§ GIVEN REQUEST
Make an exact copy of the records, dropping all pictures.

--- Start of SUPPLIED ENTRIES ---

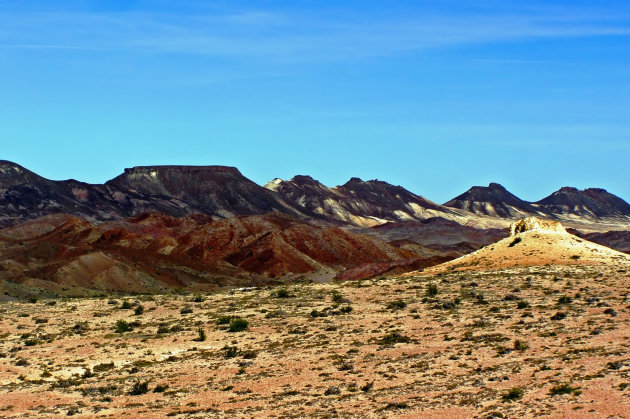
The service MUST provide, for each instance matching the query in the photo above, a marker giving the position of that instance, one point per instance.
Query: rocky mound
(535, 224)
(535, 242)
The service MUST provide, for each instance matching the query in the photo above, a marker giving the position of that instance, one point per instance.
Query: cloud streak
(291, 35)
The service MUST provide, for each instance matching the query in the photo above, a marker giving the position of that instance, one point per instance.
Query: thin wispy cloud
(290, 36)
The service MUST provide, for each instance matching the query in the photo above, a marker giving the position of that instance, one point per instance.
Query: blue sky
(436, 96)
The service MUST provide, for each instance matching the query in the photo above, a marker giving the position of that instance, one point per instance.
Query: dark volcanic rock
(588, 203)
(175, 190)
(214, 190)
(493, 200)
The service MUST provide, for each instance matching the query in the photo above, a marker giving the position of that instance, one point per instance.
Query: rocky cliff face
(175, 190)
(493, 200)
(215, 190)
(588, 203)
(535, 224)
(357, 202)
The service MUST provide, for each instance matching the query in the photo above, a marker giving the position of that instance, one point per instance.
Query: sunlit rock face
(535, 224)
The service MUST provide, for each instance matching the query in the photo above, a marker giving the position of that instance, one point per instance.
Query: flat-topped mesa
(536, 224)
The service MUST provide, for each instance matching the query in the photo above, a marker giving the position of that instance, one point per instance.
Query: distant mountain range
(198, 227)
(223, 192)
(590, 204)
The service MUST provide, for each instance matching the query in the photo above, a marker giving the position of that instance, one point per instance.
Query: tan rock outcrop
(535, 224)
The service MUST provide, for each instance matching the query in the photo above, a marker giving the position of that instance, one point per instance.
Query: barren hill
(357, 202)
(536, 242)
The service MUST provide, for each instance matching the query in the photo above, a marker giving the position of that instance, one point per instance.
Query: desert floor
(550, 341)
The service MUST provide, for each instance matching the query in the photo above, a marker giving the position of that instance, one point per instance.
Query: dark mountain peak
(568, 189)
(493, 200)
(353, 181)
(302, 180)
(596, 191)
(175, 169)
(589, 203)
(496, 187)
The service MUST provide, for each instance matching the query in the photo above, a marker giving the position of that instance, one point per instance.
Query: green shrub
(559, 316)
(514, 393)
(231, 351)
(519, 345)
(139, 387)
(563, 389)
(432, 290)
(337, 297)
(201, 335)
(282, 293)
(238, 325)
(565, 299)
(160, 388)
(393, 338)
(123, 326)
(396, 305)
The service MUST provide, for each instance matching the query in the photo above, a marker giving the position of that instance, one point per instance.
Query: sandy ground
(548, 341)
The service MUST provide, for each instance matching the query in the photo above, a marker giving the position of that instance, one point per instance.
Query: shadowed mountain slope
(175, 190)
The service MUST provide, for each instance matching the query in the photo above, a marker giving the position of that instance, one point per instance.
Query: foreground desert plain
(547, 334)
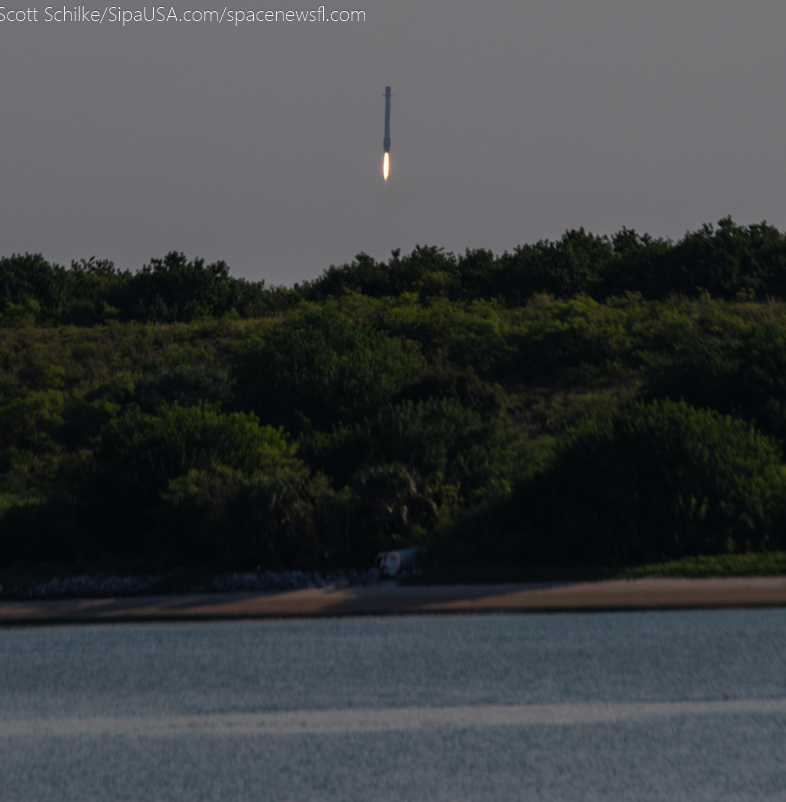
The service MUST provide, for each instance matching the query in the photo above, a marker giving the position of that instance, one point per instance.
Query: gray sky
(261, 144)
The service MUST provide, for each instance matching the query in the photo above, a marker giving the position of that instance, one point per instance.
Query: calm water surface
(399, 709)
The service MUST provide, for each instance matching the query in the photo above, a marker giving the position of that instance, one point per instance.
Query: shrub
(658, 481)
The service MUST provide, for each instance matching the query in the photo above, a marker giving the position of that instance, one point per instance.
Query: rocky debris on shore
(88, 586)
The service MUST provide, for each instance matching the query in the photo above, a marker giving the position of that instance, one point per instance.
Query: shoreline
(620, 595)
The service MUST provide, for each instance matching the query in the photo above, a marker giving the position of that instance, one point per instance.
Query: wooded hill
(588, 401)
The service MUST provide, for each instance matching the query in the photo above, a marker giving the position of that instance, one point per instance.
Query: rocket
(386, 140)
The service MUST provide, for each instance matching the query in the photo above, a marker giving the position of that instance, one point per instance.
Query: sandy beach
(390, 599)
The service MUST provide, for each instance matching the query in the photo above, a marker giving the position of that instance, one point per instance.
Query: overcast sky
(512, 120)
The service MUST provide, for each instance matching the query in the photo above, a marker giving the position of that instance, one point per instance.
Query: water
(640, 706)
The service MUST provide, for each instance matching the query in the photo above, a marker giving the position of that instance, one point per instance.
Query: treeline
(727, 261)
(554, 429)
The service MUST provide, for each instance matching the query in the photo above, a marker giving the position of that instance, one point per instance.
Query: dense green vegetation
(588, 402)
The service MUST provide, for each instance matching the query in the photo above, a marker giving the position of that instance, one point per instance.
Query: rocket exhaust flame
(386, 140)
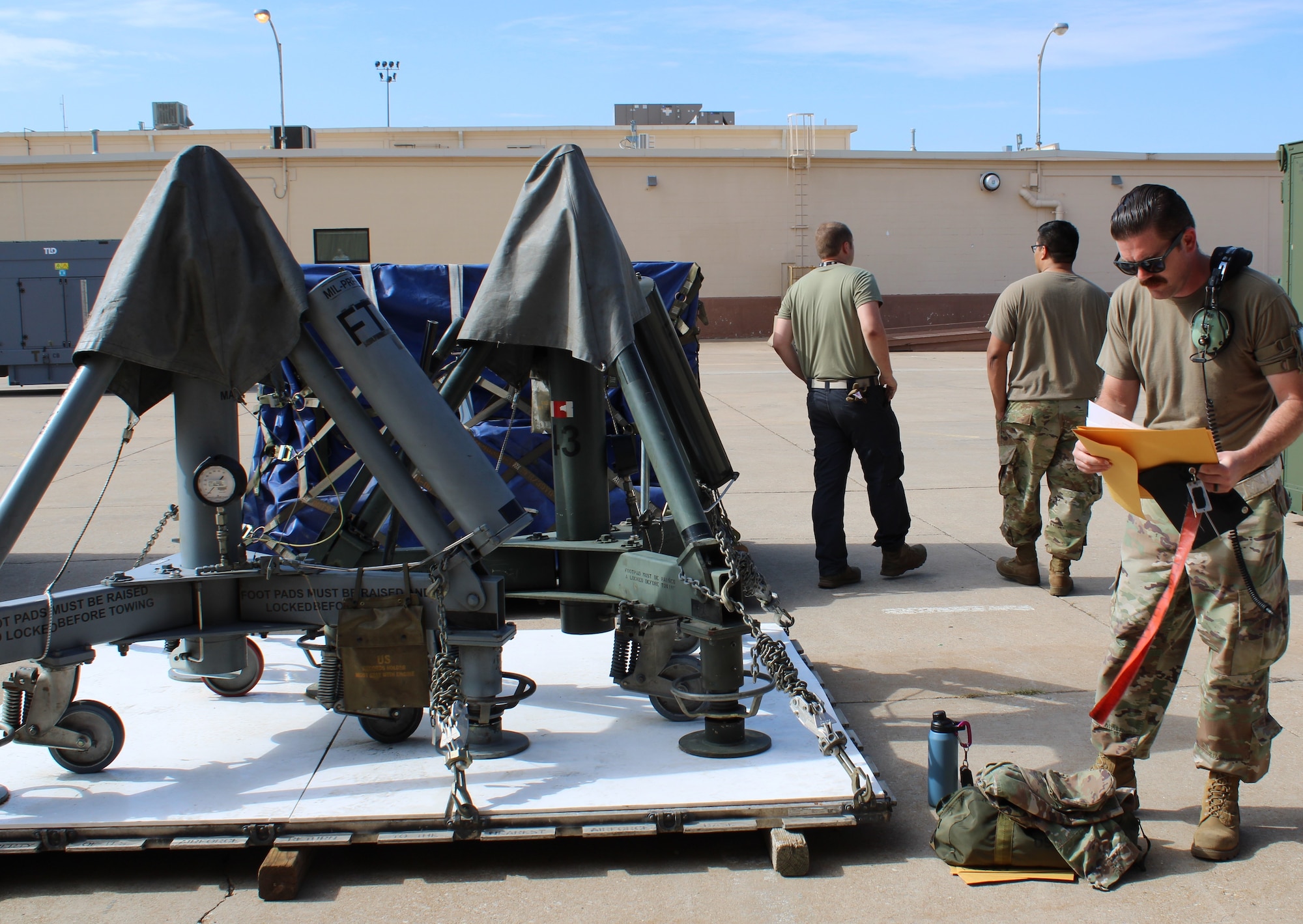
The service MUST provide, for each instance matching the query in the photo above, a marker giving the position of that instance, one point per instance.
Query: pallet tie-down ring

--- End of SUPPLIED ENTRIES ---

§ REPLY TO THE EXERCISE
The service MUST provide, for each instance matching the query in the photo above, a marker giving the position of that instance, one point per instance.
Query: rocky mound
(535, 224)
(535, 242)
The service MUST provide, for each instance matching the query in the photo above, a marker giving the position of that instance, one point per instance.
Query: cloud streak
(291, 35)
The service MUST provide, for each instance matching the query in the photo above, a marker giving the position of that instance, one point per instance.
Query: thin wispy cloud
(290, 36)
The service MUST provide, for each instance matching the query in the photo above, a marker giving the position of that instance, one point per instance.
Query: blue sky
(436, 96)
The service MUST provide, for each instance matching the query in the photo above, a marker giving the position of that instance, one point per instance.
Query: dark volcanic rock
(588, 203)
(175, 190)
(214, 190)
(493, 200)
The service MUST provide, for each instance matching the query in the photo above, a marker giving the position of that instance, one point per instance.
Query: rocky cliff face
(175, 190)
(493, 200)
(215, 190)
(588, 203)
(535, 224)
(357, 202)
The service MUST provide, for each instance matching the query in the photo above, a marker giving the position of that instance, one point per instance.
Query: sunlit rock face
(535, 224)
The service MUST provide, for each instance matching the query in the photo above, a marker giving the position of that instance, one point per instance.
Query: flat-topped mesa
(536, 224)
The service MUST provide, for each instance matching the query in the photo above, a marker giving the position of that instance, one point per instance.
Query: distant mountain range
(198, 227)
(223, 192)
(590, 204)
The service MUST provide, for each instance matching the query in the photo above, a marker giving the position of that instance, one point per instance.
Query: tan rock outcrop
(535, 224)
The service MUST provide, for each instance matching the query in the photo above, a marker giving the position of that instance, one point per instance.
Query: barren hill
(357, 202)
(536, 242)
The service MUST provide, for each instance matching the query in the photo above, a marker giving the position of that instance, one point per instance.
Query: desert floor
(550, 341)
The service MUST provide, for each instance matching the query in the photo above, a marker giving the position of that instance, one point per instance.
Query: dark mountain peak
(568, 189)
(493, 200)
(353, 181)
(302, 180)
(596, 191)
(175, 169)
(589, 203)
(496, 187)
The service MUST provide, for each instance matching the query in the photo above, a marker giving the position of that instance, one point per instance.
Query: green shrub
(559, 316)
(514, 393)
(231, 351)
(519, 345)
(139, 387)
(563, 389)
(432, 290)
(337, 297)
(201, 335)
(282, 293)
(238, 325)
(565, 299)
(160, 388)
(393, 338)
(123, 326)
(396, 305)
The service MUST provide, for each instance matching the query in the photo above, a marker giving the position of that instance, one point per instance.
Query: sandy ground
(548, 341)
The service MUST provide, for each instance matching the query in the photo above, a marker giving the position of that instance, one point per instance.
Query: shadowed mountain slope
(175, 190)
The service MUST provide, for each instance matching the query in the photo above, a marker giving the position of that instance, one point per instance.
Query: foreground desert plain
(547, 334)
The service MUST provide, for each instance matching the query in the photo above, a marker giving the position of that instance, one point per instance.
Query: gray sky
(261, 144)
The service MUST provide, for each instance matching the query in the photo above, a marker giving the position of that instance, one point per instance.
Query: calm water surface
(399, 709)
The service MUST provide, for each instance matching the query in the photo above, a marker giving the position of that instance, one point per instance.
Query: shrub
(658, 481)
The service MUST provide, for each instance matching the query in the photo above, a marker giving the position of that instance, one point per instance.
Query: rocky debris on shore
(88, 586)
The service MUST provide, for each instance matching the query in the photo above, a marker giving the position of that instance, one point per instance.
Query: shoreline
(620, 595)
The service MUST provide, for each instance matching the query in the photo above, a marker giving the position of that instance, one point per instance.
Query: wooded hill
(588, 401)
The service MUST provide, for each instance matching the query in the photo above, a marker giving the position of that instance, one point per instance.
Query: rocket
(386, 140)
The service MUST provide, for each instance matching the query in the photo above, a marker giving the position of that instance, one point per instance.
Query: sandy beach
(390, 599)
The service MUST provide, for each instance matching the query in the photo above, a marker giving the position of that instance, one point per instance.
Query: overcast sky
(512, 120)
The service MUST provide, for each instance matching the query in the photo above, a marker giving the position of that instance, one point per instance.
Query: water
(640, 706)
The service MUST provide, for each instance matching the query in the photo above, a marker giving the position of that instance, one point per instance.
Query: treeline
(727, 261)
(554, 429)
The service MUST provide, for each instance matching the query in the photo above, a marker giving the position of that instance, one point per instance.
Query: dense green vegetation
(588, 402)
The service MUST provide, for each instance matching the query in the photo above, a marker giving the position of that instance, one point per instance.
Query: rocket exhaust flame
(386, 140)
The service MUST provide, for each instance matching the query in the photo above, a marker giving the position of that instance, one point per instance.
Query: pallet tie-down ring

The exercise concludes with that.